_ЧТО СДЕЛАТЬ_.
**1.** Перепишите часть отрывка о работе в Vogue, которая начинается со слов «Для Грейс Энди» и заканчивается словами «и принятии решений.», переименовав «Энди Уорхол» в «Кит Харинг».
**2.** Продолжите отрывок о работе в Vogue, начав сразу после его последнего предложения.

_ИСХОДНЫЙ ОТРЫВОК_.

━━━━━━

Приближенность к мистеру Либерману означала, что Анна может себе позволить говорить и делать такие вещи, которые другие редакторы не могли. Должность «креативный директор» была придумана им специально для Анны и давала ей весьма размытые полномочия. И все же ей приходилось считаться с Грейс Мирабеллой, чтобы сохранить мир.
Видимо, благодаря своей интуиции Анна Винтур догадалась, что я войду в ее ближний круг. Она знала это раньше, чем я. Как только я приступил к работе в Vogue, мы быстро стали друзьями. Мы никогда не обсуждали нашу дружбу и не старались специально выстроить долгоиграющие отношения. Мы просто прекрасно понимали это, без лишних слов.
Когда Грейс Мирабелла давала мне задания, я часто зависел от помощи Анны. На мне было заполнение разворота в начале журнала свежими новостями мира моды. Однажды я решил написать в своей колонке о перьях. Перья присутствовали в коллекции Yves Saint Laurent, и я нашел фотографию Лени Рифеншталь, на которой изображен африканский туземец с пером на голове. Я показал ее Грейс и объяснил ход своих мыслей. Она вскинула руки вверх и спросила: «Чем я заслужила этот андеграунд?»
Для Грейс Энди Уорхол был все еще андеграундом. Я рассказал Анне Винтур о реакции Грейс, она пожала плечами. «Не переживай из-за этого, – ответила она, – просто… просто не переживай».
Грейс могла держаться холодно, но все же у нее была теплая улыбка, и она вкладывала в отношения смысл. Ее очень уважали в отрасли; Билл Бласс, Кельвин Кляйн, Ральф Лорен были ее фаворитами. Как редактор, миссис Вриланд была непревзойденным романтиком – романтиком в своей работе, романтиком в том, что касалось ее источников вдохновения, и романтиком по отношению к людям. Ее полная противоположность, Грейс Мирабелла, была более рациональна в своих приоритетах и принятии решений.

━━━━━━

_ЗАПИСАННЫЕ ДАННЫЕ_.
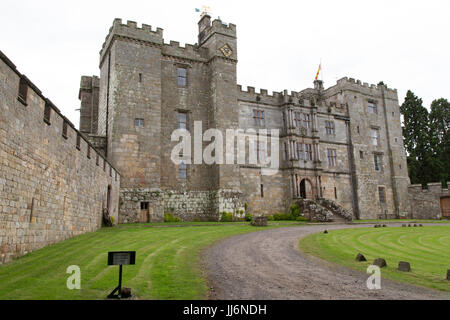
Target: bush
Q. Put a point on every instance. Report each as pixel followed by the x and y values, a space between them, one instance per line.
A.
pixel 227 217
pixel 294 211
pixel 283 217
pixel 168 217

━━━━━━

_ИТОГОВЫЕ РЕЗУЛЬТАТЫ_.
**1.**
Для Грейс Кит Харинг был все еще андеграундом. Я рассказал Анне Винтур о реакции Грейс, она пожала плечами. «Не переживай из-за этого, – ответила она, – просто… просто не переживай».
Грейс могла держаться холодно, но все же у нее была теплая улыбка, и она вкладывала в отношения смысл. Ее очень уважали в отрасли; Билл Бласс, Кельвин Кляйн, Ральф Лорен были ее фаворитами. Как редактор, миссис Вриланд была непревзойденным романтиком – романтиком в своей работе, романтиком в том, что касалось ее источников вдохновения, и романтиком по отношению к людям. Ее полная противоположность, Грейс Мирабелла, была более рациональна в своих приоритетах и принятии решений.

**2.**
Давно работавшая в Vogue редактор Полли Меллен однажды решила поставить в номер юбку Calvin Klein. Кельвин прислал юбку в редакцию, но Грейс и Полли отправили ее обратно на доработку. Кельвин все выполнил… и снова получил юбку назад. Они хотели еще каких-то модификаций, но не могли объяснить каких. За следующие несколько дней Кельвин Кляйн присылал обычную юбку в Vogue семнадцать раз. О каком вдохновении тут может идти речь? Возможно, они стремились к совершенству, но выглядело это вымученно. Как можно испытывать какой-либо энтузиазм в отношении юбки после семнадцати возвратов?
Грейс не всегда доходчиво объясняла, чего она хочет добиться, но была демократичной и не исключала никого из процесса, абсолютно никого. Когда я приступил к работе, она приглашала меня на все совещания отдела моды, несмотря на то что я был начинающим редактором. Очень организованная, она соблюдала сроки сдачи очередного номера спокойно, без истерик; во многих отношениях она отлично уравновешивала команду эксцентричных креативщиков. Для нее было важно, чтобы Vogue представлял все лучшее, что есть в индустрии. Ей нравились Джеффри Бин и Эмануэль Унгаро, но она также признавала, что Ив Сен-Лоран и Карл Лагерфельд были титанами.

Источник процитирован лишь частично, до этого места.